GIVEN INSTRUCTION ::
Rescale the items from their start through the line containing "(53, 21), (58, 43)", reproducing every line with its other text unchanged but with each bounding-box coordinate in the answers multiplied by 2.05 and rounded to the nearest whole number, halves rounded up. Keep the sample coordinates in the notes as they are, and leave the pictures out.

EXTRACTED ENTRIES ::
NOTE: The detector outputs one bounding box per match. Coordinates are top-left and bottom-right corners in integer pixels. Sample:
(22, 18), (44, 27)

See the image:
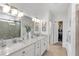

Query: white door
(53, 21), (58, 43)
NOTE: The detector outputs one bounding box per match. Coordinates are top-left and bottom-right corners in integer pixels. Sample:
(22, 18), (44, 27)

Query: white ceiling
(10, 3), (69, 19)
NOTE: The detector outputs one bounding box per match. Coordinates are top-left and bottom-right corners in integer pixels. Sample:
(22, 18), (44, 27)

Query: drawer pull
(44, 43), (46, 45)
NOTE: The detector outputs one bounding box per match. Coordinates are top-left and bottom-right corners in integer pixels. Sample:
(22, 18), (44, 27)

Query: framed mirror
(0, 19), (21, 39)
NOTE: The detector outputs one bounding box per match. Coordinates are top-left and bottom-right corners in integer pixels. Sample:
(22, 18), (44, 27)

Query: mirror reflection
(0, 19), (21, 39)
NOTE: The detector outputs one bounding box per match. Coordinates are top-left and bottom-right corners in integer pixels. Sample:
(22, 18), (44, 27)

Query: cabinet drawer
(35, 41), (41, 56)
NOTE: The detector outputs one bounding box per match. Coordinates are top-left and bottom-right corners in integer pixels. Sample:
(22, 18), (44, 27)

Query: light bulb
(2, 5), (10, 13)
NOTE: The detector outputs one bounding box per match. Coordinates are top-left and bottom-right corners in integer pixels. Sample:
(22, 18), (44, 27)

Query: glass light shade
(18, 12), (24, 17)
(2, 5), (10, 13)
(11, 9), (18, 16)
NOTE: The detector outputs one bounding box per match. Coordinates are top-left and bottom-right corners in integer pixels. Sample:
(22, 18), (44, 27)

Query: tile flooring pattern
(44, 42), (67, 56)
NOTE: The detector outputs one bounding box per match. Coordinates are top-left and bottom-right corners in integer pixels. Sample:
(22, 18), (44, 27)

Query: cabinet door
(41, 39), (48, 55)
(35, 41), (41, 56)
(26, 44), (34, 56)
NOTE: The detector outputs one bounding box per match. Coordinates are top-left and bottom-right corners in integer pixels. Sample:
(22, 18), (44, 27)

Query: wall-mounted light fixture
(18, 11), (24, 17)
(2, 5), (10, 13)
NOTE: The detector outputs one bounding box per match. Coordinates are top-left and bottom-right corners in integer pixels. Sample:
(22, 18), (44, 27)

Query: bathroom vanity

SOLUTION BELOW ::
NOTE: The detector outputs one bounding box per match. Coordinates are top-left and bottom-right corners in integer pixels. Sample:
(22, 18), (44, 27)

See the image:

Query: white door
(109, 43), (119, 88)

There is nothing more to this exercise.